(Point labeling items)
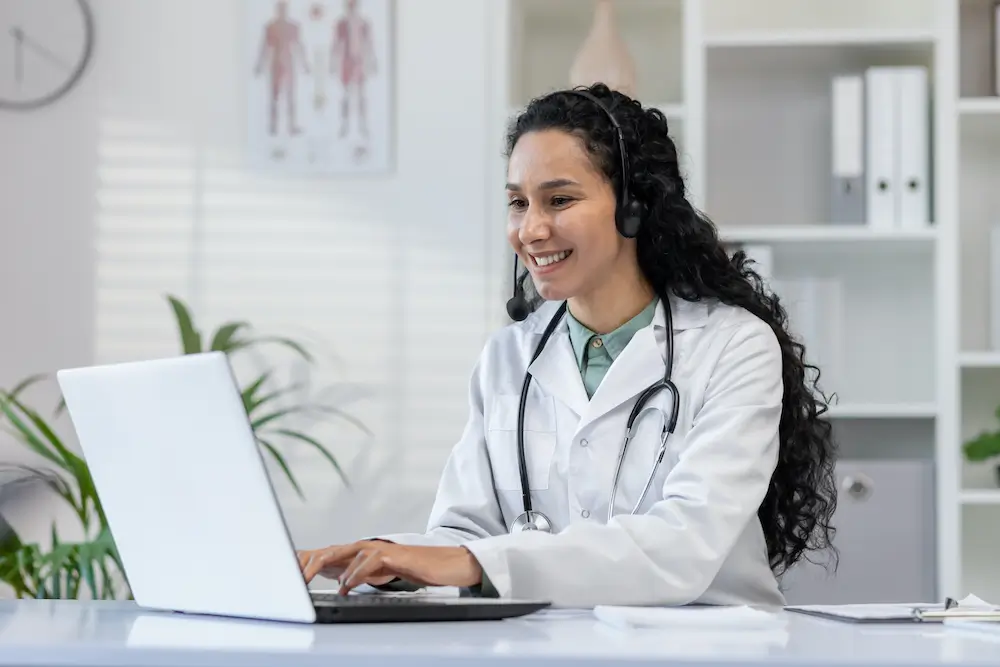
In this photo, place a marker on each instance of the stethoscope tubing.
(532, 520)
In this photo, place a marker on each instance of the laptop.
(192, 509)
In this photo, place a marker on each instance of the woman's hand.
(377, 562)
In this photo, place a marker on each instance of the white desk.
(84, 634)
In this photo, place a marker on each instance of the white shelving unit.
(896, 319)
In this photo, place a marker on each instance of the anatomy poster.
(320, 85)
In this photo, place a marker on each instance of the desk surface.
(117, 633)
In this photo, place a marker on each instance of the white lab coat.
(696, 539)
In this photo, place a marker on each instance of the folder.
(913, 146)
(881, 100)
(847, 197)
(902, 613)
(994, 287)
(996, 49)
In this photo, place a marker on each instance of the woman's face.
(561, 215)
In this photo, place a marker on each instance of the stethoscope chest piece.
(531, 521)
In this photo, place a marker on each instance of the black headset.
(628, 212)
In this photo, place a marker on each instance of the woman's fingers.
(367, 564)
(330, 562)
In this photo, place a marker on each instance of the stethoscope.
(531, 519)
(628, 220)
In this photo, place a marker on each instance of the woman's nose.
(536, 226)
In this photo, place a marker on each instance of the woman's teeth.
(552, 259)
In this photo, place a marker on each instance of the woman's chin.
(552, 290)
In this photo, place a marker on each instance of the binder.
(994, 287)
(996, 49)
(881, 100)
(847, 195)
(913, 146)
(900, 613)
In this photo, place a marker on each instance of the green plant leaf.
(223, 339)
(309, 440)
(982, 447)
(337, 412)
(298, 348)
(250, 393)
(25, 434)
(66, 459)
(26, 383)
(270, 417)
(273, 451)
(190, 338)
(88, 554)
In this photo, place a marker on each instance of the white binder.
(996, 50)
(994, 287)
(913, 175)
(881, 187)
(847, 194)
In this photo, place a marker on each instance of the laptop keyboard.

* * *

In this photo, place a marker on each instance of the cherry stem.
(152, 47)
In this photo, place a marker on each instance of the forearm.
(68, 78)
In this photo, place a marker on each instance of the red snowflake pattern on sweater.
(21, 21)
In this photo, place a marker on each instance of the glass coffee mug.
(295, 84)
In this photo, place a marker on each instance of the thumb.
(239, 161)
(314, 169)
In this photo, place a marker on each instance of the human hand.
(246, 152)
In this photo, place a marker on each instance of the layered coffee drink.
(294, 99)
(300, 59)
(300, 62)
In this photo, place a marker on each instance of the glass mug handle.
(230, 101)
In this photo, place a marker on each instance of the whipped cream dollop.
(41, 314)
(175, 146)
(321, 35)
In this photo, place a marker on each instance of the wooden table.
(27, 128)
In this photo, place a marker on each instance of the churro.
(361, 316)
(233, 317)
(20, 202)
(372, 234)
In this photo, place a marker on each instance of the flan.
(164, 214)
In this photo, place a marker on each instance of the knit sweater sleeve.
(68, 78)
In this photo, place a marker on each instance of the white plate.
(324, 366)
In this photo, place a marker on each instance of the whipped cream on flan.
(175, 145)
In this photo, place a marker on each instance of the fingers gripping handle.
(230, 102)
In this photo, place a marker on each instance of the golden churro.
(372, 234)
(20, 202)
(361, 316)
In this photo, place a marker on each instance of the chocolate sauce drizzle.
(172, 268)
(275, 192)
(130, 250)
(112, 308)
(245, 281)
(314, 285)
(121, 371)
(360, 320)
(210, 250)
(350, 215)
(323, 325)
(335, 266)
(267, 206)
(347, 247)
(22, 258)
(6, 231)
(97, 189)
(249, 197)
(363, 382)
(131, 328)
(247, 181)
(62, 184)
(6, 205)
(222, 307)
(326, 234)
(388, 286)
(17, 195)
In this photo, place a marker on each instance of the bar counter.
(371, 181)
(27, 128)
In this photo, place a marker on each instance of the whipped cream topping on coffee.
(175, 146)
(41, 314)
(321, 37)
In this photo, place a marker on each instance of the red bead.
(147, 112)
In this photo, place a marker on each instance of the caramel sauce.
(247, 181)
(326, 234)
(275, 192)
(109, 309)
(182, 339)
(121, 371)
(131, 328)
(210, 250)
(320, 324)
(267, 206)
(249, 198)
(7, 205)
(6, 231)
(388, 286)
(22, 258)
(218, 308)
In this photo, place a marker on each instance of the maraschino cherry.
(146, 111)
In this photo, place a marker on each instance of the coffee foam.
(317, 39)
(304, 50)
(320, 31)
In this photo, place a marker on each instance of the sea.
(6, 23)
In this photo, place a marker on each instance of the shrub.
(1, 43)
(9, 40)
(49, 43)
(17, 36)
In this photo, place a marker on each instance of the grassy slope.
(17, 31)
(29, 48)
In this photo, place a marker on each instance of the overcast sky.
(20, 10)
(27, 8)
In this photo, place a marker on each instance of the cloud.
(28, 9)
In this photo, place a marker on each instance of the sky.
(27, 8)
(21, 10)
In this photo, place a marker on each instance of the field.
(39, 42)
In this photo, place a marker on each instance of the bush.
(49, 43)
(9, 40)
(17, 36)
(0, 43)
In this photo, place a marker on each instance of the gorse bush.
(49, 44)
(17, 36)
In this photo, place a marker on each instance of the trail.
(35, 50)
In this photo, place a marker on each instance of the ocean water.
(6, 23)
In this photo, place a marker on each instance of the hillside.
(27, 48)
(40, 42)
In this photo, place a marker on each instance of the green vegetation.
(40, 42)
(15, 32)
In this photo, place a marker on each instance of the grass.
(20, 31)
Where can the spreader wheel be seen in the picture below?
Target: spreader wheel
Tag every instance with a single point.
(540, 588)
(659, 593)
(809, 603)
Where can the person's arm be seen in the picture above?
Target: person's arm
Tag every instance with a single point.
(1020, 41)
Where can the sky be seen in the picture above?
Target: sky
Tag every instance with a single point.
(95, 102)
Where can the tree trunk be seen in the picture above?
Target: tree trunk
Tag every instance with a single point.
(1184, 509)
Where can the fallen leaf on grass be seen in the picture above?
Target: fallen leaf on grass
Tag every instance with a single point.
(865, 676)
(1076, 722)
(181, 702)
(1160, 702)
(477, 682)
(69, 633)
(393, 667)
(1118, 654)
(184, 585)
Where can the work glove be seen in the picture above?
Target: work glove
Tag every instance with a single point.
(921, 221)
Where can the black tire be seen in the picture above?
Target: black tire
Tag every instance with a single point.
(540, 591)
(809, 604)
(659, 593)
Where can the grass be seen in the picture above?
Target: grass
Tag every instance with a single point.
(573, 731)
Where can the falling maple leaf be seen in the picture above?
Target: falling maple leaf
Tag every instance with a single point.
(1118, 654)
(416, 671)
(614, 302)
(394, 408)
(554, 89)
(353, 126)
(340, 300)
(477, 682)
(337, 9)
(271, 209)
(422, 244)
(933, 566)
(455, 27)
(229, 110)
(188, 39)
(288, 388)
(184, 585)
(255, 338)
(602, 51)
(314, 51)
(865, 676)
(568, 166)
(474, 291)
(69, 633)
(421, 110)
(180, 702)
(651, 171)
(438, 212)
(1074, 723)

--- SHORT TASK ---
Return every line of the items above that contains the word "black". Case counts.

--- OUTPUT FOR THIS EXERCISE ---
In this photo, place a marker on each instance of the black headset.
Where can the black tire be seen in the picture above?
Target: black tire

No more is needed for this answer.